### Instruction 1
Please state how many lines of the records contain the string "mustard", giving only the number. Case counts.

### Selected passage
So they could easily have dropped Remus altogether - which apparently some Romans did.

or they could have focused on the brothers, and dropped the fratricide... and just indicated that Remus died early. Which, again, some Romans apparently did.

If it was based on any sort of historical incident, (which might have been, but we don't have any evidence for it and can't really say for sure what did or didn't happen) then one would almost expect the victor - Romulus - to try to make the whole thing sound better than it did. After all, victors write the history.

It's interesting, though, because even though the founding stories are completely different, I can see parallels to the way we interact with our own founding story. That is, Romans apparently debated what it meant. Not just the Romulus-Remus event, but the two brothers were apparently outsiders who moved to Rome? So, like, it raised questions about what it means to be Roman, and who is an outsider... much like our own history of immigration, and the questions that raises about what it means to be an American.

Dataset extracts labeled with boxes:
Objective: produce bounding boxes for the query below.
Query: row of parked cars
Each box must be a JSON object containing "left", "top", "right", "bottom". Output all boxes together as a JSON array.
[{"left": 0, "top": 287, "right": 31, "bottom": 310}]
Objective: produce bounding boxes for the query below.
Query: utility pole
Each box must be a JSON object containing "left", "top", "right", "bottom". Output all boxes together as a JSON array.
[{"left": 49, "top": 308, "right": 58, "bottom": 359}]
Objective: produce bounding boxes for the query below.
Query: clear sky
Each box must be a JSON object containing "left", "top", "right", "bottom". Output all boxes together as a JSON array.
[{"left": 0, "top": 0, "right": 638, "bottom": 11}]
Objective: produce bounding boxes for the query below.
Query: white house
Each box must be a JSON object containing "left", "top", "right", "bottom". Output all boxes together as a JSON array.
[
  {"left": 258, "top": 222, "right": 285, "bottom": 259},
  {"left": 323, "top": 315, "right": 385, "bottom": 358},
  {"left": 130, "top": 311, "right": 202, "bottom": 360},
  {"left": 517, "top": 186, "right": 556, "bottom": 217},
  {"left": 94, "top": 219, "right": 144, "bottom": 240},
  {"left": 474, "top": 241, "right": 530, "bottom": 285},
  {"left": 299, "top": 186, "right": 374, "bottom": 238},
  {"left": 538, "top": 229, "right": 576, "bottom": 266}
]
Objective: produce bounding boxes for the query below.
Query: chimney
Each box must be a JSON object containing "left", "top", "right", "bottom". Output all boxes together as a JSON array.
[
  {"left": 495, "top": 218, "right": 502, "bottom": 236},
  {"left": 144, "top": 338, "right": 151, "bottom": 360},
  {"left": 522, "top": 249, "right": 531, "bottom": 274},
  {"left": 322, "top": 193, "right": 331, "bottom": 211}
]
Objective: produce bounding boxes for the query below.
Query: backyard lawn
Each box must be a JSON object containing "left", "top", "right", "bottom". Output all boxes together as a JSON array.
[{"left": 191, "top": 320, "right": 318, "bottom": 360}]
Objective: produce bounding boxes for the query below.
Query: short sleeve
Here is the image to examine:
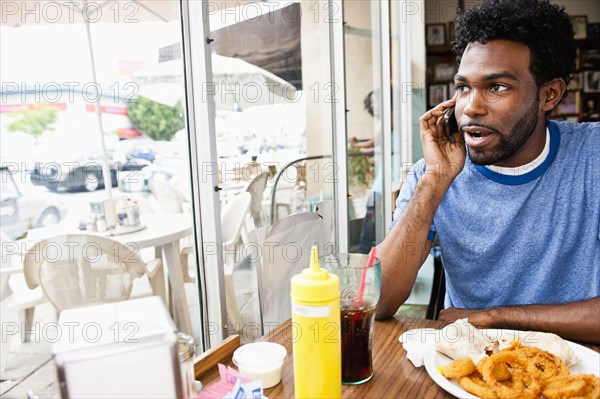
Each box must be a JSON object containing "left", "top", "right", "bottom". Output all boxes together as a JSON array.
[{"left": 389, "top": 159, "right": 436, "bottom": 241}]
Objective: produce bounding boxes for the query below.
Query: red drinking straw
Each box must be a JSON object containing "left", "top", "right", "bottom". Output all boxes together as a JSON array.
[{"left": 354, "top": 247, "right": 377, "bottom": 308}]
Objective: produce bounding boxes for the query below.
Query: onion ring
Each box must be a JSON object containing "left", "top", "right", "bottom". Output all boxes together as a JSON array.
[
  {"left": 442, "top": 357, "right": 475, "bottom": 378},
  {"left": 514, "top": 346, "right": 570, "bottom": 383},
  {"left": 542, "top": 374, "right": 600, "bottom": 399},
  {"left": 458, "top": 373, "right": 498, "bottom": 399},
  {"left": 481, "top": 351, "right": 541, "bottom": 399},
  {"left": 477, "top": 357, "right": 512, "bottom": 382}
]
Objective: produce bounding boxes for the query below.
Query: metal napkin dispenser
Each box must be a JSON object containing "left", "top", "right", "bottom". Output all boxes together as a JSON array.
[{"left": 52, "top": 296, "right": 183, "bottom": 398}]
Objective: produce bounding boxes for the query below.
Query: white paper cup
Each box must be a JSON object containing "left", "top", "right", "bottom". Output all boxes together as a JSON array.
[{"left": 233, "top": 342, "right": 287, "bottom": 389}]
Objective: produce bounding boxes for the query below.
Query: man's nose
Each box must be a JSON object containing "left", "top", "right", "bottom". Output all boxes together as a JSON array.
[{"left": 463, "top": 89, "right": 487, "bottom": 119}]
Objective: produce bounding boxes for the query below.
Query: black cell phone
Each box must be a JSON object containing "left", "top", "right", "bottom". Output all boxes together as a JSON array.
[{"left": 444, "top": 107, "right": 458, "bottom": 137}]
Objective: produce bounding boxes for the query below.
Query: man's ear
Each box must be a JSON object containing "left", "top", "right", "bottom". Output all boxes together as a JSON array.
[{"left": 540, "top": 78, "right": 567, "bottom": 112}]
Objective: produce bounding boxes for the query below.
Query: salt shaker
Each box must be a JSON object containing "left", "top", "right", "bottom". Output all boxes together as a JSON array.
[
  {"left": 127, "top": 202, "right": 140, "bottom": 226},
  {"left": 177, "top": 332, "right": 197, "bottom": 399}
]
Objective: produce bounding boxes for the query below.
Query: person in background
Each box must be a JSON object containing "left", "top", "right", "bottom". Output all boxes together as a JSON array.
[
  {"left": 376, "top": 0, "right": 600, "bottom": 343},
  {"left": 350, "top": 91, "right": 382, "bottom": 254}
]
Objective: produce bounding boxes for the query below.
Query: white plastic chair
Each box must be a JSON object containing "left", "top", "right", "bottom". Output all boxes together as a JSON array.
[
  {"left": 246, "top": 172, "right": 269, "bottom": 229},
  {"left": 249, "top": 212, "right": 331, "bottom": 333},
  {"left": 0, "top": 232, "right": 48, "bottom": 375},
  {"left": 148, "top": 179, "right": 189, "bottom": 213},
  {"left": 221, "top": 192, "right": 252, "bottom": 325},
  {"left": 24, "top": 234, "right": 166, "bottom": 312},
  {"left": 149, "top": 179, "right": 196, "bottom": 283}
]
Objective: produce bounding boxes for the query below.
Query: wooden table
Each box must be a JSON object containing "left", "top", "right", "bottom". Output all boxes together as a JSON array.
[
  {"left": 196, "top": 317, "right": 600, "bottom": 399},
  {"left": 18, "top": 213, "right": 193, "bottom": 335}
]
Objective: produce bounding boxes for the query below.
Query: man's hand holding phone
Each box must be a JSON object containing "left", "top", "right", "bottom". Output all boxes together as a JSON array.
[{"left": 419, "top": 97, "right": 466, "bottom": 186}]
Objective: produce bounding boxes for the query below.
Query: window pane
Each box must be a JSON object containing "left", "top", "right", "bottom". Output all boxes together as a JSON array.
[
  {"left": 0, "top": 1, "right": 202, "bottom": 356},
  {"left": 208, "top": 1, "right": 337, "bottom": 341}
]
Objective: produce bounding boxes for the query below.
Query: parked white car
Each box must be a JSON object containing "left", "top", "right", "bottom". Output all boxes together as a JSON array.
[{"left": 0, "top": 166, "right": 67, "bottom": 239}]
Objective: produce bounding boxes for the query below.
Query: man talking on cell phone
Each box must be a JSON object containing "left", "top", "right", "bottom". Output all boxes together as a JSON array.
[{"left": 377, "top": 0, "right": 600, "bottom": 343}]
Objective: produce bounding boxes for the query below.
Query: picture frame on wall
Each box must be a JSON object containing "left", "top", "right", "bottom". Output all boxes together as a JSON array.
[
  {"left": 571, "top": 15, "right": 587, "bottom": 39},
  {"left": 587, "top": 22, "right": 600, "bottom": 39},
  {"left": 568, "top": 73, "right": 581, "bottom": 90},
  {"left": 425, "top": 24, "right": 446, "bottom": 46},
  {"left": 433, "top": 62, "right": 456, "bottom": 82},
  {"left": 583, "top": 96, "right": 600, "bottom": 119},
  {"left": 448, "top": 21, "right": 454, "bottom": 44},
  {"left": 448, "top": 83, "right": 456, "bottom": 98},
  {"left": 427, "top": 84, "right": 448, "bottom": 107},
  {"left": 583, "top": 70, "right": 600, "bottom": 93},
  {"left": 558, "top": 90, "right": 580, "bottom": 115}
]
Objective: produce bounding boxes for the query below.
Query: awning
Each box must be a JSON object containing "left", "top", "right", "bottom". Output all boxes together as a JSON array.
[{"left": 159, "top": 1, "right": 302, "bottom": 90}]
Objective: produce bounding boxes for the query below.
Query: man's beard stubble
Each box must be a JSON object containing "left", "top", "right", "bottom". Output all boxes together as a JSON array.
[{"left": 467, "top": 98, "right": 540, "bottom": 165}]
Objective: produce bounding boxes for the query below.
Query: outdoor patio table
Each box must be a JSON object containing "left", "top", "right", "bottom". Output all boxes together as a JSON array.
[{"left": 196, "top": 317, "right": 600, "bottom": 399}]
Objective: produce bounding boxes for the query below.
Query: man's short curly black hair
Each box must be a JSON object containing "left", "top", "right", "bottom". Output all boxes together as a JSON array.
[{"left": 453, "top": 0, "right": 575, "bottom": 87}]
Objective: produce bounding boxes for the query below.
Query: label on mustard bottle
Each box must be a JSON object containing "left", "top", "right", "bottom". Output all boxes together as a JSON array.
[{"left": 292, "top": 302, "right": 330, "bottom": 318}]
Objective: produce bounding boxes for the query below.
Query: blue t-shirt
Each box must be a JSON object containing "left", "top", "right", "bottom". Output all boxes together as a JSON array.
[{"left": 392, "top": 122, "right": 600, "bottom": 308}]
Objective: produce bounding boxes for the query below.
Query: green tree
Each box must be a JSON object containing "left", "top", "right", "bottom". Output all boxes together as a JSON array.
[
  {"left": 128, "top": 96, "right": 185, "bottom": 141},
  {"left": 6, "top": 104, "right": 58, "bottom": 140}
]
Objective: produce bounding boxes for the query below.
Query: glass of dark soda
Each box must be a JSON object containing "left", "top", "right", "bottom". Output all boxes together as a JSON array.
[{"left": 320, "top": 254, "right": 381, "bottom": 385}]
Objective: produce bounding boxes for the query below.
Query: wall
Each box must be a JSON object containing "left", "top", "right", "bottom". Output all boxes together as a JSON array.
[{"left": 425, "top": 0, "right": 600, "bottom": 24}]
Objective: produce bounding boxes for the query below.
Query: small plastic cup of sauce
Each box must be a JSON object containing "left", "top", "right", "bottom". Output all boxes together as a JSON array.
[{"left": 233, "top": 342, "right": 287, "bottom": 389}]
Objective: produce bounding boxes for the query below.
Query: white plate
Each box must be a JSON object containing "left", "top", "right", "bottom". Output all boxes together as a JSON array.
[{"left": 425, "top": 330, "right": 600, "bottom": 399}]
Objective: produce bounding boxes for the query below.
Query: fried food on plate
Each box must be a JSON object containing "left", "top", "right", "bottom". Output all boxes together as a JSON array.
[
  {"left": 435, "top": 320, "right": 600, "bottom": 399},
  {"left": 442, "top": 357, "right": 475, "bottom": 378},
  {"left": 542, "top": 374, "right": 600, "bottom": 399},
  {"left": 435, "top": 319, "right": 579, "bottom": 367}
]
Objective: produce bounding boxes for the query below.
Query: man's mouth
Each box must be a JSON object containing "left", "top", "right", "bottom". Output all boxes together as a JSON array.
[{"left": 462, "top": 126, "right": 495, "bottom": 147}]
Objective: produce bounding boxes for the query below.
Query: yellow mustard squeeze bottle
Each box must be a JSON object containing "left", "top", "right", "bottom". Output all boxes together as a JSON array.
[{"left": 291, "top": 246, "right": 342, "bottom": 399}]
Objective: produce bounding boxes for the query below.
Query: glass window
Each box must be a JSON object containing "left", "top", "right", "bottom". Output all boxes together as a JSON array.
[{"left": 0, "top": 0, "right": 202, "bottom": 350}]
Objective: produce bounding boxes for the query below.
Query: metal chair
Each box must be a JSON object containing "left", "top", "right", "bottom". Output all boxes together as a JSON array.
[
  {"left": 249, "top": 212, "right": 326, "bottom": 333},
  {"left": 425, "top": 246, "right": 446, "bottom": 320},
  {"left": 221, "top": 192, "right": 251, "bottom": 325},
  {"left": 24, "top": 234, "right": 166, "bottom": 312},
  {"left": 246, "top": 172, "right": 269, "bottom": 229}
]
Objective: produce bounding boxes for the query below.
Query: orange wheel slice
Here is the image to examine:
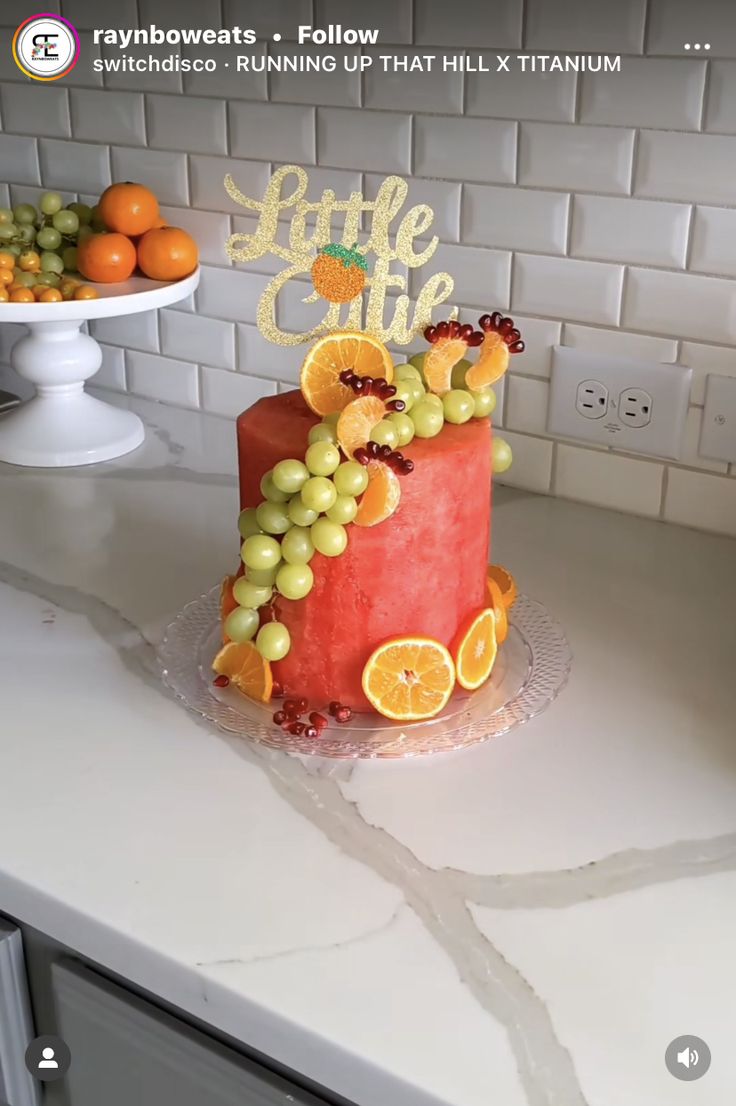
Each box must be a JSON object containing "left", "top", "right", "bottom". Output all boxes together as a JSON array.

### Instruction 2
Translate this sentence from the passage on Romulus and Remus into Spanish: "After all, victors write the history."

### Complete answer 1
2

### Complete answer 2
Al fin y al cabo, los vencedores escriben la historia.